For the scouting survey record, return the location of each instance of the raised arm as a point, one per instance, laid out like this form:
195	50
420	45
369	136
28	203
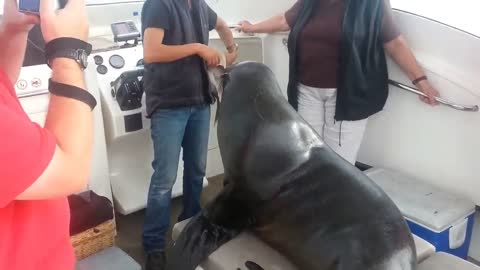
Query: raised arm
274	24
14	29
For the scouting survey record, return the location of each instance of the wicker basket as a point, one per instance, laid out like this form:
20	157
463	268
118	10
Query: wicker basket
94	240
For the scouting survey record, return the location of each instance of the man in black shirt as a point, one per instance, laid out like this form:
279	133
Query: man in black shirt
178	98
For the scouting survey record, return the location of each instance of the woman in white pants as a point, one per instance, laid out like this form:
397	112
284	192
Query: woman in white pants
338	73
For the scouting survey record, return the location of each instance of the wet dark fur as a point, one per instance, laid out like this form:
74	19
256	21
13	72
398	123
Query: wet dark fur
289	189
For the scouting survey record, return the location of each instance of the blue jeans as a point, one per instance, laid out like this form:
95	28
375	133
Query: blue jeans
173	129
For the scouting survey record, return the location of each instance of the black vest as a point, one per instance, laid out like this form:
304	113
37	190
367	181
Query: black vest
183	82
362	87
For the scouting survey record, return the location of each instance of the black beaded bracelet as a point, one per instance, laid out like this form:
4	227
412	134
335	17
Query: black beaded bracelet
70	91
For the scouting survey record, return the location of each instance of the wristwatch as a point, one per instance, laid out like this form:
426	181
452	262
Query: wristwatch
71	48
234	46
79	55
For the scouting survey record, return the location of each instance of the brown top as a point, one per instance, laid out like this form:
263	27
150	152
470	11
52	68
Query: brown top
319	41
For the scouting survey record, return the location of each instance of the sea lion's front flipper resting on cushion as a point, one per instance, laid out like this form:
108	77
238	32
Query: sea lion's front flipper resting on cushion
221	220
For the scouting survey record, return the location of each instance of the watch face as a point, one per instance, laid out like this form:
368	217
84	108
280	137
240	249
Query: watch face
83	57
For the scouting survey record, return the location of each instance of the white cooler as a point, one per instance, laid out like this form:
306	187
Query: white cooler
246	247
444	220
445	261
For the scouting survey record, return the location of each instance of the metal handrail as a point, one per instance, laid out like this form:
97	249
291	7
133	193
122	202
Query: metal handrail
471	108
32	93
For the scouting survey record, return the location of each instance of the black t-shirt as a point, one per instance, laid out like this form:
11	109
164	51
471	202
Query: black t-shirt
156	15
183	82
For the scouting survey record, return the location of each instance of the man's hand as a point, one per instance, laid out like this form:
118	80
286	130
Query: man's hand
210	55
70	21
14	21
231	56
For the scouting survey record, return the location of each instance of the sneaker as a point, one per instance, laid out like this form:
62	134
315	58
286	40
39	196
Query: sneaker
155	261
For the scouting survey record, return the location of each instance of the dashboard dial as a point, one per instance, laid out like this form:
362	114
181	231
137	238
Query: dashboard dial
98	60
102	69
116	61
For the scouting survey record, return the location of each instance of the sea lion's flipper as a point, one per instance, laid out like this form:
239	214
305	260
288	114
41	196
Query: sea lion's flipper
219	222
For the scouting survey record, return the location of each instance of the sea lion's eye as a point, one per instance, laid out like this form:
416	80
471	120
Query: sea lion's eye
253	266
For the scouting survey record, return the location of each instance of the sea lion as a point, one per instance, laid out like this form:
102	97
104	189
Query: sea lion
291	190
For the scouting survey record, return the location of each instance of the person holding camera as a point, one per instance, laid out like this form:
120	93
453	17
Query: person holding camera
41	166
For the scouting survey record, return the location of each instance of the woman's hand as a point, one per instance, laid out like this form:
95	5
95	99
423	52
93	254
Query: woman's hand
14	21
244	26
428	90
70	21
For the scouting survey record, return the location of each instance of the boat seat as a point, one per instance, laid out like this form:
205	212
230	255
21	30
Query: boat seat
109	259
246	247
445	261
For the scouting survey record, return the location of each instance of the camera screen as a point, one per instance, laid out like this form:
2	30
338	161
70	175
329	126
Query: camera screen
29	5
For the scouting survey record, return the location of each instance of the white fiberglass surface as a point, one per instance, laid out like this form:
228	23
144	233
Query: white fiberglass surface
461	14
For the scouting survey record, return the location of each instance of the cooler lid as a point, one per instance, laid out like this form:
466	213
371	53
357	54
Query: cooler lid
421	202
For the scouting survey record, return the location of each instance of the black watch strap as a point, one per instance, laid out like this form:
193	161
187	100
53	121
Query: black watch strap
72	48
70	91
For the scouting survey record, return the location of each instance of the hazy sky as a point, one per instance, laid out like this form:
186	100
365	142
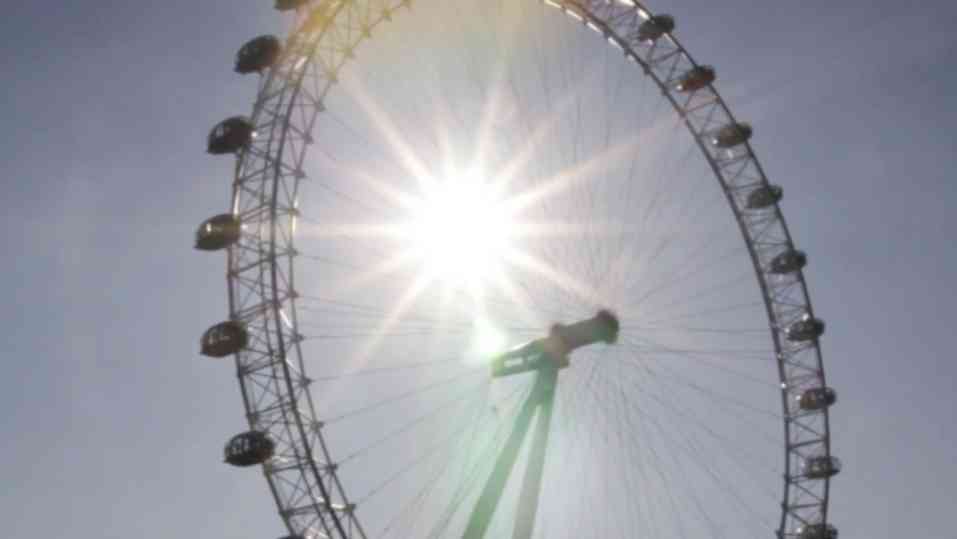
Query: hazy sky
114	426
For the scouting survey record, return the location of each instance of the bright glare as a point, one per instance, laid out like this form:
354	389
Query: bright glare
461	229
488	340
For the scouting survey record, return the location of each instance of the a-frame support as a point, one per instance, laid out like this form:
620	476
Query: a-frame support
540	400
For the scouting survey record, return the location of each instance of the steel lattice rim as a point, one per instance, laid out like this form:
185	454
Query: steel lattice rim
261	279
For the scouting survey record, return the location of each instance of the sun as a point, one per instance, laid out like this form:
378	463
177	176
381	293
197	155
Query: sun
461	229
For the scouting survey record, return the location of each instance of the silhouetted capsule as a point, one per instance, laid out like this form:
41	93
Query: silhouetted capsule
230	135
224	339
816	531
821	467
696	78
807	328
764	196
788	261
817	398
218	232
249	448
732	135
257	54
656	27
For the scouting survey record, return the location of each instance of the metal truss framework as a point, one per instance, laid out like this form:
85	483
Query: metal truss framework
262	293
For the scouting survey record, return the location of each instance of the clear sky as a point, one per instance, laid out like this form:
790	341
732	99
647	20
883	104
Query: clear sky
114	425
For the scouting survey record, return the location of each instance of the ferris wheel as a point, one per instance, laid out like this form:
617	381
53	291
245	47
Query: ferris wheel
512	269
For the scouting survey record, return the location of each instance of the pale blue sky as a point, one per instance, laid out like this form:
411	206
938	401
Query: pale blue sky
114	426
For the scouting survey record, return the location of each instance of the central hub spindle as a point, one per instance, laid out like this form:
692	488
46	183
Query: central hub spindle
552	351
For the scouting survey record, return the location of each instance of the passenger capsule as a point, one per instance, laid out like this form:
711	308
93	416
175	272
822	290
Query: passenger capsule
817	398
821	467
224	339
816	531
696	78
230	135
257	54
807	328
764	196
249	448
289	5
788	261
656	27
218	232
732	135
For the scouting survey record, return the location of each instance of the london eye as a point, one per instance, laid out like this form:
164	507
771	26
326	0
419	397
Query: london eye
512	269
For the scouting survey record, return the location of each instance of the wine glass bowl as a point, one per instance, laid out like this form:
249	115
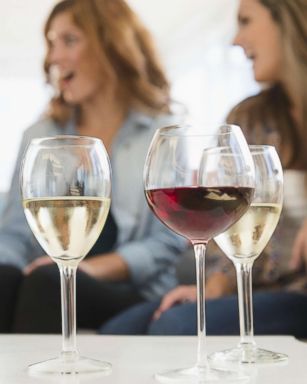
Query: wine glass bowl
66	189
243	243
197	189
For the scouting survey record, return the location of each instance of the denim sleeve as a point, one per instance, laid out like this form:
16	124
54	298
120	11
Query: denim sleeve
154	254
17	244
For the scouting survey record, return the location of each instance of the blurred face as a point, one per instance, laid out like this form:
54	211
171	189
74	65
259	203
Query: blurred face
260	37
74	69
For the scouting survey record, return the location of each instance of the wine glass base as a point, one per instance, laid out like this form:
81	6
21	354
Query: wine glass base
241	355
61	366
199	375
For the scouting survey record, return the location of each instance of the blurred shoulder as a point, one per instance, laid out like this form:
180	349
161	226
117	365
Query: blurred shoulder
247	107
43	127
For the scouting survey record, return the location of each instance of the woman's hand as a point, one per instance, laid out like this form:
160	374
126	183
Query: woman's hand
180	294
39	262
299	249
109	266
218	285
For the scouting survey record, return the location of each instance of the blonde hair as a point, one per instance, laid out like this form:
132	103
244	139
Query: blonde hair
123	48
270	110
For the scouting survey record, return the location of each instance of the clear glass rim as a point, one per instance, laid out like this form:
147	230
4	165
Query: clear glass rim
192	131
68	140
258	149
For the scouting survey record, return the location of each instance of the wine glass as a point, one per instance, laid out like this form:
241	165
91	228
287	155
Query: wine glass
243	243
198	185
66	187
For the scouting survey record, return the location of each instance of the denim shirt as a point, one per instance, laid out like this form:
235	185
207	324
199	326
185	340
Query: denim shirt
147	246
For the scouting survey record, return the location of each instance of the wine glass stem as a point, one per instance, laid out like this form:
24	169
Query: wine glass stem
200	251
68	302
244	281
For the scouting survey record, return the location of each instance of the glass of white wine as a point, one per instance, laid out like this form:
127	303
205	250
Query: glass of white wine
66	189
243	242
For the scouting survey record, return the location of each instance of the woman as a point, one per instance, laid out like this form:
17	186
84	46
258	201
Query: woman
110	85
273	35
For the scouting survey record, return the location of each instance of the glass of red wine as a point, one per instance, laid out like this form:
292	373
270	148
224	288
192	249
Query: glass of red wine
198	185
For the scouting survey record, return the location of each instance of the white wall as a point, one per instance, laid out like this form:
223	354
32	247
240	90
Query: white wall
194	39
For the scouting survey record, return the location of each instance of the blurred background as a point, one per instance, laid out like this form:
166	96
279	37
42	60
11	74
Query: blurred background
194	38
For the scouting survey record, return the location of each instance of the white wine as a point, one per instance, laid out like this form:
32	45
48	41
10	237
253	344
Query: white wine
248	236
67	227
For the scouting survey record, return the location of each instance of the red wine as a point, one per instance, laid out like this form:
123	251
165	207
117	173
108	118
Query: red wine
199	213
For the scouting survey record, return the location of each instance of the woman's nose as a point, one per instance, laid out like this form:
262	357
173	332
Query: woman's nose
237	39
56	55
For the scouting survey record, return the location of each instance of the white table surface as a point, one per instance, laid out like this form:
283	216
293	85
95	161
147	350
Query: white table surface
136	359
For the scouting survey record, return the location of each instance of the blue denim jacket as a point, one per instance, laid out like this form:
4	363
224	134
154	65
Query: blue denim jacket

→ **Work instructions**
Set down exactly what runs from the line with "the red wine" to the last line of the data above, including both of those lines and no others.

→ **The result**
For the scouting survey record, return the location of each instance of the red wine as a point, one per instance, laid out like this form:
123	251
165	207
117	173
108	118
Query: red wine
199	213
For the scouting survey record, return the location of each instance of the woman's nose as a point, one per instance, laid out like this form:
262	357
173	332
Query: woman's nose
237	39
56	55
For the scouting survey record, return the location of each instance of the white table surface as a point, one per instance, laid out like this form:
283	216
293	85
95	161
147	350
Query: white table surface
136	359
For the scouting survey record, return the location of each instance of the blue denim jacket as a point, one per instance, laid out like this form:
4	363
224	134
154	65
Query: blue denim jacket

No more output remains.